* [Source passage]:
Tuesday, January 17, 2012

LOST ART (cross stitch)

So these are for the Losties, or anyone else who likes cross stitch. Enjoy knowing intimate details of how I spend my time (when I'm not actually watching the show or other films). I'll now be accepting my nomination into genuine Nerd-dom.

We have to go back! 
1. LOST Island Map, 2009. 22 count. I spent the summer with this one. I love maps and flags, so it was only natural that I throw together a little sampler of my favorite island, right? I debated for a while about including the black and red hieroglyphics, and almost didn't do it, but I think the finished piece would really have been lacking without them as a border and I'm glad I went for it.



I have no idea if the Dharma Stations are in the correct places, I patterned this after a map I found on DarkUFO.










2. Countdown to Death Hieroglyphics, 2010. Felt/embroidery.

I always felt that these were so ominous, only appearing briefly during the show's second season, but still---what they indicated turned out to be pretty major, right? For a while I used to refer to all chaos breaking loose inside my house as, "John Locke forgot to push the button." A great, great story line, wasn't it?



3. Moving On, 2011. 22 count.

There were hardly any decent (full) still images of the stained glass online anywhere, so I had to wait until I was able to get my own LOST box set to really plot this one out. It took a lot more work than anything else I've done---I changed the shape of the outline a bit, it's slightly more boxy than the real stained glass, and there was a pretty major oops on this one (bottom right yin/yang icon) that I took up after um, well, drinking a little bit one evening; you can probably see that it's slanted in a very non-circular way compared to the others, but hey. All part of the experience, I guess.


When I initially framed it, it was just the image on off-white fabric in the frame with the white mat, and something about it just didn't look right---too washed out or sterile or something, so I took it out a few weeks ago, cut the cross stitched image out and then stitched it onto the tan corduroy that it's in now and it looks much better. Does this do enough to cement and confirm that I absolutely loved the show's finale? I hope so.

4. Nine Dharmas, 2012. 18 count.

I originally wanted this to be a sort of tribute to not only the Dharma Initiative but also the blast door inside the Swan Station (that only John Locke sees during the lockdown) but once I got all of them finished, I just really liked the way they looked in a block arrangement so I kept them that way. I'll do a blast door, proper, in the future, don't worry.

* [Dataset extract]:
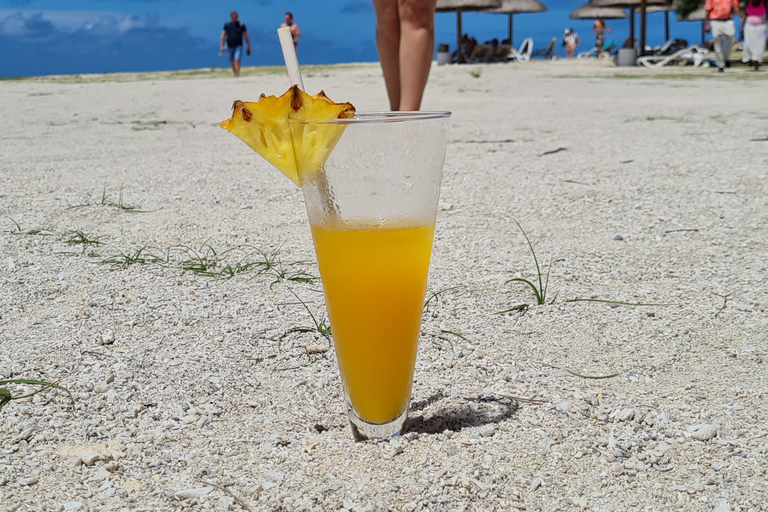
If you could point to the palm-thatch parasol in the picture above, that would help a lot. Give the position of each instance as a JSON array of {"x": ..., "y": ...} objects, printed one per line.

...

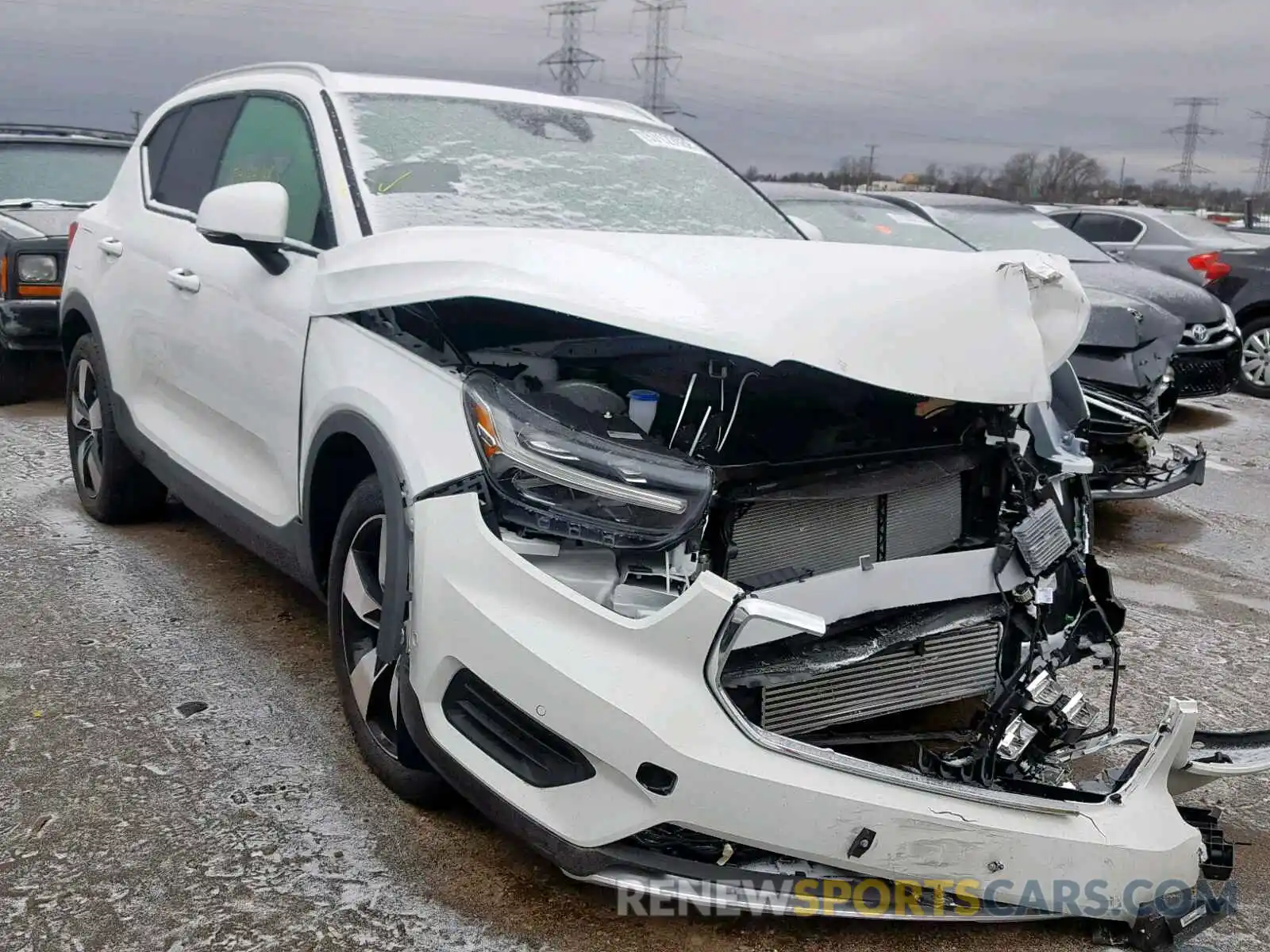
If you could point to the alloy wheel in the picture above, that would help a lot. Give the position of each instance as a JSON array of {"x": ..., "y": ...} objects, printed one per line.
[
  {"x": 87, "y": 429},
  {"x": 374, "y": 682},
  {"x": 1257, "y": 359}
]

* [Task requirements]:
A – Return the passage of the LOST cross stitch post starting at "So these are" and ending at "into genuine Nerd-dom.", copied word for word.
B – Answer these questions from the LOST cross stitch post, one per line:
(i) What thread count does the Nine Dharmas piece use?
(ii) What was the island map pattern based on?
(iii) What fabric was the Moving On image stitched onto when it was reframed?
C – Extend the LOST cross stitch post, picking up right after its final sentence.

* [Responses by item number]:
A –
So these are for the Losties, or anyone else who likes cross stitch. Enjoy knowing intimate details of how I spend my time (when I'm not actually watching the show or other films). I'll now be accepting my nomination into genuine Nerd-dom.

B –
(i) 18 count.
(ii) A map found on DarkUFO.
(iii) Tan corduroy.

C –
When people see the stuff I do, the LOST pieces in particular, I usually get two comments or questions. The first is, "Oh Man! That's so dope that you do all this shit, but I still really hated the ending of that show!" Since I'm non-confrontational by nature, I'll just smile and nod, but just for the record, I did not hate the ending, thought it was brilliant, thought the entire show was brilliant, obsess over it at least once or twice daily (and usually tear up if I think about it too long). Yeah, I'm a crazy-ass fan.


The second bit of feedback, if you can call it that, is to ask me, "WHERE DO YOU FIND THE TIME TO DO ALL THIS?" Valid question, I have kids, I have a part time job out of the house, and I write, so time is always difficult to come by. My younger kids nap at the same time every day, and if I'm caught up on all my writing, I'll cross stitch. On the nights I don't work at my coffee job, I'll catch up on my writing, read whatever I'm reading in the bath for a half hour, turn something on to watch, and cross stitch. It's not just leisure or art, but almost therapeutic for me to do this, and if I go too long without it, I honestly start to get snappy. Most of my stuff was conceived/begun during subzero Minnesota winters, and I'll probably continue to do them until either my hands swell up or my eyesight fails, or both because it's something I just need to do.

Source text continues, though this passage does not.